## Data provided
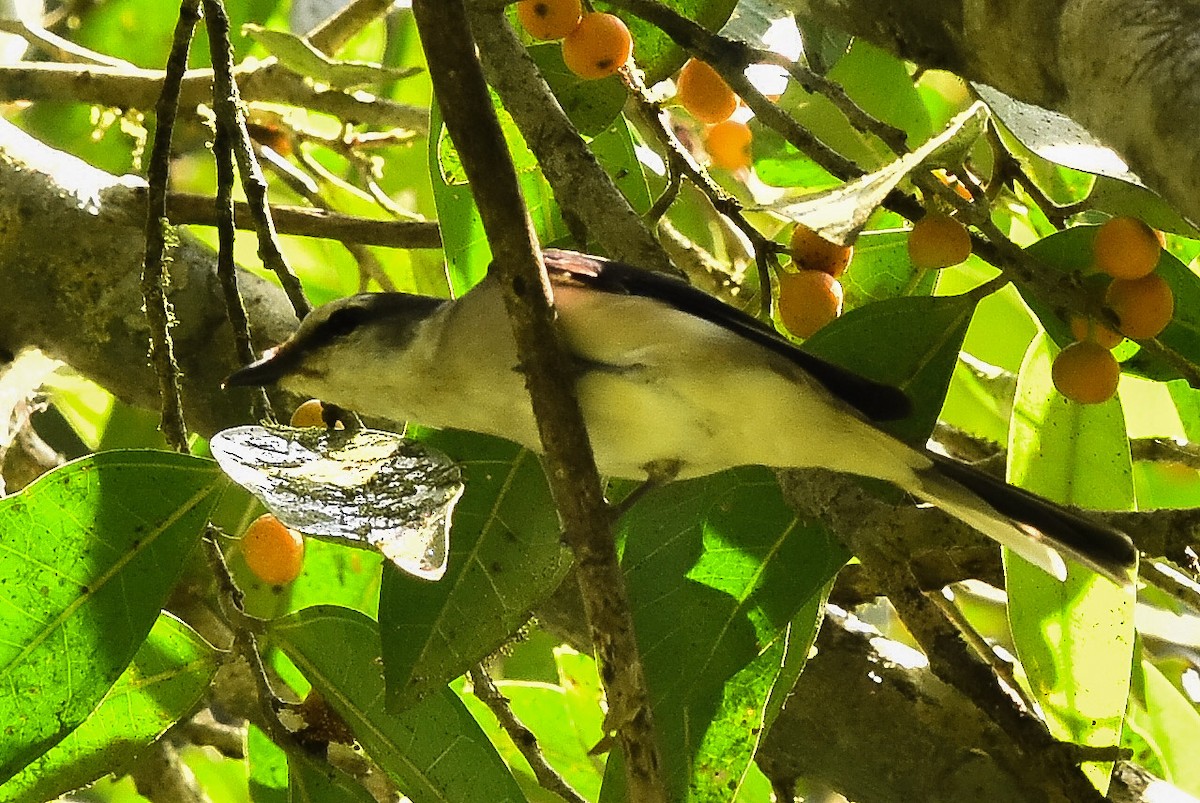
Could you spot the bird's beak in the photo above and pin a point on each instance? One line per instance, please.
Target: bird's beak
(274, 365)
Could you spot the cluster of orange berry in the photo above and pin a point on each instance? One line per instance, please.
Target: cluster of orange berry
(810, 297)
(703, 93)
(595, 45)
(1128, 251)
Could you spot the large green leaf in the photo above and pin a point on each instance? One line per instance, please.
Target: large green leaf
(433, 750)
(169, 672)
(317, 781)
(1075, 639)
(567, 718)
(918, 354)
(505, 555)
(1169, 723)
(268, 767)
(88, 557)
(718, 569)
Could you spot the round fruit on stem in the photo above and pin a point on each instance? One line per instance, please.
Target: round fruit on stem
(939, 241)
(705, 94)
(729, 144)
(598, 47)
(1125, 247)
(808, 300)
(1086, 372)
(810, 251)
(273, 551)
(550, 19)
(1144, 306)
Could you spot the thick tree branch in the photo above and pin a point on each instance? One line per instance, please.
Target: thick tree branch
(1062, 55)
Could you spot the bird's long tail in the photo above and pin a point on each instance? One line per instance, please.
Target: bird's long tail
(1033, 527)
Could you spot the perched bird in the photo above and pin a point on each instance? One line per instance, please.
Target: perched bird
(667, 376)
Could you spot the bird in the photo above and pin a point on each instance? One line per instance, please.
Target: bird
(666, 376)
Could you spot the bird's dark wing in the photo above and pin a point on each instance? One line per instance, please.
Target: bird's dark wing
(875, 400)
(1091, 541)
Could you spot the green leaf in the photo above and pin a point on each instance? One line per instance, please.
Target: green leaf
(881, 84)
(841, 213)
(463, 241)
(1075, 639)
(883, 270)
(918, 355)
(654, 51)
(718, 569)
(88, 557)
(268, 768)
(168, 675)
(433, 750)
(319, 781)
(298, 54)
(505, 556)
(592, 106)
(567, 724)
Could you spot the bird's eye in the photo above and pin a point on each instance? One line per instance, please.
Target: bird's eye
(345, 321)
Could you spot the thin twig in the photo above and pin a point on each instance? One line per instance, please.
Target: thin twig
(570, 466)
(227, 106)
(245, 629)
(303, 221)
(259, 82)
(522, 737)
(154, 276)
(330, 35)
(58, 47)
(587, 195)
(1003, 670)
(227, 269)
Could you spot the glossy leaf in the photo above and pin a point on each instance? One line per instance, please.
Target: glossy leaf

## What you should do
Can you reproduce the entire listing above word for word, leaving out the picture?

## The result
Could you spot the bird's beak in the photo above and pin a point on each instance? One line per instance, please.
Target: bird's beak
(274, 365)
Could you spot the cluster of orange berry in the photo above and pin a point on each instance? One line per instance, please.
Target: cluster of orange berry
(810, 297)
(703, 93)
(595, 45)
(1128, 251)
Could you spot the large green leaf in the photo above and pin a point on each instance? One line per instance, please.
Target: large green leaf
(433, 750)
(169, 672)
(317, 781)
(1075, 639)
(567, 718)
(918, 354)
(505, 555)
(1169, 723)
(268, 767)
(88, 557)
(718, 569)
Could you spot the round fruit on stem in the photo above and pin a point on each instance? One line per instance, please.
Target: round fruit on stem
(939, 241)
(705, 94)
(729, 144)
(598, 47)
(1125, 247)
(808, 300)
(1086, 372)
(810, 251)
(273, 551)
(550, 19)
(1144, 306)
Could you spot the thick tree branch in the photo above and pin a point on each instance? One line per instance, please.
Target: thick tree branch
(1062, 55)
Could you spot the bird's long tail in the photo above and pin a point on each instance? One line per instance, please.
Target: bird's long tail
(1033, 527)
Could you spot the perched bird in the photo above and pin a point on each instance? One line per instance, please.
Target: perched bird
(667, 376)
Could you spot the bird in the photo above and pin a point on each instance? One line per instance, please.
Target: bird
(666, 376)
Could you spot the bird's dark wing in the photo above and pin a point on each instance? One line per instance, please.
Target: bird's dark wing
(875, 400)
(1091, 541)
Could you spot the green leaf in the photo above and pin a point on each instance? One line per instance, please.
Target: green leaf
(881, 84)
(841, 213)
(463, 241)
(1075, 639)
(883, 270)
(918, 355)
(654, 51)
(718, 569)
(88, 557)
(268, 768)
(168, 675)
(433, 750)
(319, 781)
(298, 54)
(505, 556)
(592, 106)
(567, 724)
Could you spot the bird's eye in the photo above and pin a point on each instance? One line per instance, please.
Target: bird's eye
(345, 321)
Could you spot the thin twig in the photo above and pin a point on each instance? One line per instance, please.
Target: thin twig
(570, 466)
(227, 106)
(245, 629)
(303, 221)
(259, 82)
(522, 737)
(154, 276)
(330, 35)
(58, 47)
(587, 195)
(1003, 670)
(227, 269)
Could you spot the glossy leaf in the photo above and pin a point on each instance? One line per instance, please.
Target: glossy leaf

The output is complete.